**ACTIVITY:**
Down to the last line, repeat the entries exactly.

MATERIAL FOR THE TASK below:

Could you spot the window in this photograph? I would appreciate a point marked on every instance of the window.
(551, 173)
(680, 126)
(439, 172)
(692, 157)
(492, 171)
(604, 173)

End of MATERIAL FOR THE TASK.

**OUTPUT FOR THIS TASK:**
Could you spot the window in this photograph? I would appreciate a point marked on every instance of the window.
(551, 173)
(680, 126)
(439, 172)
(692, 157)
(492, 171)
(604, 173)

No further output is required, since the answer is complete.